Segment Start: TEXT FOR ANALYSIS
So by telling you the truth that Robert Bergdahl learned to speak Pashto and looked like a Muslim at the White House, I am smearing a military family. Now, we expect that from that guy, a notorious far-left zealot who has masqueraded as a journalist for years. And there is a coordinated effort on the left to hammer anyone criticizing the Taliban deal.
Next on the O’Reilly hit list: the New York Times. Their crime? A front-page story about troubles in Bowe Bergdahl’s unit. O’Reilly claimed that the only thing the Times came up with was that the unit was ”raggedy” and that the soldiers sometimes wore bandanas and cut-off t-shirts.
“That’s about it!” O’Reilly exclaimed. “That was the specific thing the New York Times came up with to denigrate the entire platoon. And the paper ran that story on page one. You may remember last week the New York Times editorialized that members of Sgt. Bergdahl’s unit who were criticizing him for desertion were being run by Republicans. So you can see what's going on here.”
Yes, we can. But it’s not what O’Reilly wants us to see. For one thing, you’ll notice that O’Reilly never said that Republicans were not masterminding the soldiers – who have turned into such regular visitors to Fox, I almost expect a new show to feature them.
But more importantly, let’s look at that New York Times article. It says the unit struggled with a lot more than a dress code:
The platoon was sent to a remote location with too few troops to seriously confront an increasingly aggressive insurgency, which controlled many villages in the region. The riverbeds they used as roads were often mined with improvised explosive devices, or I.E.D.s; simply getting supplies or traveling back to their home operating base could be a nerve-racking ordeal.
American combat fatalities in Afghanistan in 2009, the year the Second Platoon arrived, would double from the year before. By year’s end, President Obama would tear up the military strategy that had spread American troops thin across the rugged country and order a major surge of troops.
As for the attire, it caused problems for the unit:
Their platoon commander, who some described as less than inspiring, was relieved weeks into the deployment, replaced by the platoon’s sergeant first class, who was popular and respected by the troops. Then, a few months later, the sergeant found himself in trouble after pictures appeared online showing some in the platoon wearing bandannas and cutoff T-shirts. Such garb was not uncommon at remote combat outposts, but it angered and embarrassed commanders, and it helped lead to the sergeant’s dismissal soon after Sergeant Bergdahl disappeared.
Segment End: TEXT FOR ANALYSIS
Segment Start: RECORDS SHOWN
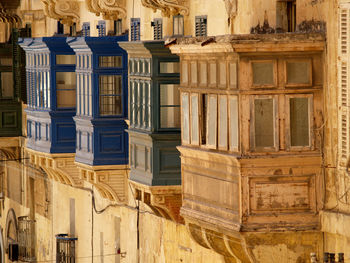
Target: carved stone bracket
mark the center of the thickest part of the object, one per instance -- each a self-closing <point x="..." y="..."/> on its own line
<point x="109" y="9"/>
<point x="165" y="201"/>
<point x="110" y="181"/>
<point x="231" y="247"/>
<point x="168" y="7"/>
<point x="67" y="11"/>
<point x="59" y="167"/>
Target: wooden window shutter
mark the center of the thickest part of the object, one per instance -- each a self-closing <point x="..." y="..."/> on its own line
<point x="343" y="84"/>
<point x="158" y="29"/>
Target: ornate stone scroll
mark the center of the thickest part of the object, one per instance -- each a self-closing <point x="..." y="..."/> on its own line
<point x="67" y="11"/>
<point x="109" y="9"/>
<point x="167" y="7"/>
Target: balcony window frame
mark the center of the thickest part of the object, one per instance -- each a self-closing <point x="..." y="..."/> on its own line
<point x="297" y="85"/>
<point x="160" y="106"/>
<point x="110" y="95"/>
<point x="274" y="71"/>
<point x="289" y="146"/>
<point x="201" y="24"/>
<point x="275" y="119"/>
<point x="181" y="29"/>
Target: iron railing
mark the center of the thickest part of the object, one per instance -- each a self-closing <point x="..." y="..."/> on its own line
<point x="65" y="246"/>
<point x="26" y="239"/>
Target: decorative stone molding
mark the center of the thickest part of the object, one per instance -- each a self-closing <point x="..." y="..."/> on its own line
<point x="110" y="180"/>
<point x="58" y="167"/>
<point x="168" y="7"/>
<point x="109" y="9"/>
<point x="165" y="201"/>
<point x="67" y="11"/>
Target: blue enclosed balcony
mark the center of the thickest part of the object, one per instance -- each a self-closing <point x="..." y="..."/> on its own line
<point x="51" y="94"/>
<point x="102" y="104"/>
<point x="154" y="130"/>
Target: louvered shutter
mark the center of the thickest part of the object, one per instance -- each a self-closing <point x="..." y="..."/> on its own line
<point x="343" y="84"/>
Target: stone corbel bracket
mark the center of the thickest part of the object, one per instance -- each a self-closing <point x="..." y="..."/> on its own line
<point x="165" y="201"/>
<point x="58" y="167"/>
<point x="109" y="180"/>
<point x="67" y="11"/>
<point x="109" y="9"/>
<point x="232" y="247"/>
<point x="168" y="7"/>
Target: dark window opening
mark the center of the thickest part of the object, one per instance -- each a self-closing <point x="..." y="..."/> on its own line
<point x="86" y="29"/>
<point x="101" y="27"/>
<point x="201" y="26"/>
<point x="135" y="29"/>
<point x="118" y="30"/>
<point x="60" y="28"/>
<point x="286" y="16"/>
<point x="178" y="29"/>
<point x="157" y="28"/>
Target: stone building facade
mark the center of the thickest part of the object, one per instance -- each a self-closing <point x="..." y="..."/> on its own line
<point x="223" y="137"/>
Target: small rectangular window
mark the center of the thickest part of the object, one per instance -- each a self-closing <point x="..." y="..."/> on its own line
<point x="201" y="26"/>
<point x="264" y="124"/>
<point x="158" y="28"/>
<point x="194" y="119"/>
<point x="118" y="29"/>
<point x="110" y="89"/>
<point x="233" y="123"/>
<point x="178" y="29"/>
<point x="298" y="73"/>
<point x="135" y="29"/>
<point x="169" y="67"/>
<point x="86" y="29"/>
<point x="300" y="112"/>
<point x="212" y="119"/>
<point x="263" y="73"/>
<point x="65" y="59"/>
<point x="185" y="105"/>
<point x="110" y="61"/>
<point x="6" y="61"/>
<point x="101" y="27"/>
<point x="66" y="89"/>
<point x="169" y="106"/>
<point x="222" y="138"/>
<point x="6" y="84"/>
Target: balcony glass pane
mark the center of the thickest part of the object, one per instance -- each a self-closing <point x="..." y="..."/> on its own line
Segment End: RECORDS SHOWN
● **TASKS TO PERFORM**:
(A) Write out the passage on Bill O'Reilly and the Bergdahl coverage word for word, between "Yes, we can." and "to feature them.", inclusive.
(B) Extend the commentary on O'Reilly's attacks over the Bergdahl reporting, starting after its last sentence.
The records have no connection to the text.

● **ANSWERS BY ITEM**:
(A)
Yes, we can. But it’s not what O’Reilly wants us to see. For one thing, you’ll notice that O’Reilly never said that Republicans were not masterminding the soldiers – who have turned into such regular visitors to Fox, I almost expect a new show to feature them.

(B)
I don’t know about you but to me the Times sounds sympathetic to the platoon and not “denigrating,” as O’Reilly characterized it.
Now that O’Reilly “proved” that it was the rest of the media at fault, he went on a tear of propaganda of his own. First, he said:
There’s no question that the release of five Taliban commanders will have an effect on the entire world. … The Taliban is a threat to the world make no mistake about that That’s why this story is so important.
O’Reilly might genuinely believe the Taliban is a threat to the world but he conveniently forgot to describe what kind of threat he thinks they are. As Rolling Stone reported (but “fair and balanced” O’Reilly did not): “The Taliban is primarily a local political and military organization, and has demonstrated little or no interest in attacking U.S. citizens on U.S. soil.” They are not only not Al Qaeda but, according to Rolling Stone, the Taliban is not even listed as a Foreign Terrorist Organization by the U.S. State Department. I’ve never heard a peep of complaint about that on Fox in all these years. Have you?
Next, O’Reilly tossed out the need for a military investigation or court-martial. Earlier, O’Reilly announced, ”Talking points is not jumping to any conclusions.” But now he declared that Bergdahl “is a deserter.”
In the second video below, O'Reilly battled Juan Williams over the "corrupt media."
Maybe O’Reilly persuaded his geriatric viewers that he’s really looking out for them here. But I’ll bet anyone who isn’t half-blind can see very clearly what he’s really up to.